Records from a collection
----

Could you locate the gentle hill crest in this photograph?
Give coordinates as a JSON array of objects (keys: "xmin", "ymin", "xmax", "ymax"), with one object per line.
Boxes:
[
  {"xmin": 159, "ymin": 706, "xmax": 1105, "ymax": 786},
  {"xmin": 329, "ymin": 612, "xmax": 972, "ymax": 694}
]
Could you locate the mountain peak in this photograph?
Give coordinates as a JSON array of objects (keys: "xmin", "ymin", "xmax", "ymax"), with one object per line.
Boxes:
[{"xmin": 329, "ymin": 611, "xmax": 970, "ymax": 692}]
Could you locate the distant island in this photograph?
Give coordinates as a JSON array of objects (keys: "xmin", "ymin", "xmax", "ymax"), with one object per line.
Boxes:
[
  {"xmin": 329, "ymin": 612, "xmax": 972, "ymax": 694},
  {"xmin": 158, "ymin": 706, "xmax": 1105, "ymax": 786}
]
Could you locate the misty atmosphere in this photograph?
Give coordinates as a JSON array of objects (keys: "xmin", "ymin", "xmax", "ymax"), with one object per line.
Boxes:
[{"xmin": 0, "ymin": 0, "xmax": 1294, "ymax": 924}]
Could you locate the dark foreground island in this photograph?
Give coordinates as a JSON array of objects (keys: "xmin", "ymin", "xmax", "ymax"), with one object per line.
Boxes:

----

WHAT NEEDS TO BE DONE - Return every line of the material above without any changes.

COMPLETED EXERCISE -
Could you locate the gentle hill crest in this photograph?
Give coordinates as a JSON array of objects (keys: "xmin", "ymin", "xmax", "ymax"), with one object per line.
Boxes:
[
  {"xmin": 159, "ymin": 706, "xmax": 1105, "ymax": 786},
  {"xmin": 329, "ymin": 612, "xmax": 972, "ymax": 694}
]
Could you locate the mountain peak in this photograph?
Give coordinates as a JSON array of objects (keys: "xmin", "ymin", "xmax", "ymax"), with one object per line.
Boxes:
[{"xmin": 329, "ymin": 611, "xmax": 970, "ymax": 692}]
Could you locate the distant island in this photograph?
Give coordinates as a JSON array of objects (keys: "xmin", "ymin", "xmax", "ymax"), with one object per line.
Boxes:
[
  {"xmin": 329, "ymin": 612, "xmax": 972, "ymax": 694},
  {"xmin": 158, "ymin": 706, "xmax": 1105, "ymax": 786}
]
Could you locate the misty atmosphere in this photograph?
Give coordinates as a JSON array of objects (keys: "xmin", "ymin", "xmax", "ymax"), with one object per line.
Boxes:
[{"xmin": 0, "ymin": 0, "xmax": 1294, "ymax": 924}]
Could you locate the dark foreground island in this photograph?
Give coordinates as a JSON array of objects (keys: "xmin", "ymin", "xmax", "ymax"), with one object per line.
Boxes:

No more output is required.